--- Required task ---
Reproduce the passage below on communication system performance analysis word for word, from its first sentence through its last.

* START Text provided *

Once a communication system is set up, a user can choose from three general types of analysis to assess its performance:

  • Throughput and Capacity

  • Bit Error Rate (BER)

  • Noise and Interference Analysis

For users with a MIMO license, there are additional calculations performed to apply MIMO techniques prior to beginning the communication analysis.

Interference and Noise Analysis

The first step in any analysis is to use channel data and noise specifications to determine signal power, interference, and noise.  Noise power is determined from noise power density, signal bandwidth, and each receiver’s noise figure and threshold.  Interference is determined using the received power from base stations within the system as well as any interferers (neighboring base stations outside the defined system).  From these inputs, the analyzer determines quantities such as the total noise and interference power at each receiver point in the study, the signal-to-noise-ratio (SNR), the signal-to-interference-plus-noise ratio (SINR), and a number of other related quantities.  Summary data is also collected, for example, determining the best SINR at each point and the base station from which that SINR was achieved.

* END Text provided *
* START Given records *

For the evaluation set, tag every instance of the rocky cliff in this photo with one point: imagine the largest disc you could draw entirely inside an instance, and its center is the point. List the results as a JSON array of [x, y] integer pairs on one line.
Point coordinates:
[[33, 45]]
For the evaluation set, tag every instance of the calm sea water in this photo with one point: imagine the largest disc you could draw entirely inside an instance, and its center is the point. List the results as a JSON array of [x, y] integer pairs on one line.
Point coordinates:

* END Given records *
* START Given records *

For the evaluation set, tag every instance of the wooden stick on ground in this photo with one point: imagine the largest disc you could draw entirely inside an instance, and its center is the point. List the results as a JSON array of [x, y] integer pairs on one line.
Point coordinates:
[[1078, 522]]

* END Given records *

--- Response ---
Once a communication system is set up, a user can choose from three general types of analysis to assess its performance:

  • Throughput and Capacity

  • Bit Error Rate (BER)

  • Noise and Interference Analysis

For users with a MIMO license, there are additional calculations performed to apply MIMO techniques prior to beginning the communication analysis.

Interference and Noise Analysis

The first step in any analysis is to use channel data and noise specifications to determine signal power, interference, and noise.  Noise power is determined from noise power density, signal bandwidth, and each receiver’s noise figure and threshold.  Interference is determined using the received power from base stations within the system as well as any interferers (neighboring base stations outside the defined system).  From these inputs, the analyzer determines quantities such as the total noise and interference power at each receiver point in the study, the signal-to-noise-ratio (SNR), the signal-to-interference-plus-noise ratio (SINR), and a number of other related quantities.  Summary data is also collected, for example, determining the best SINR at each point and the base station from which that SINR was achieved.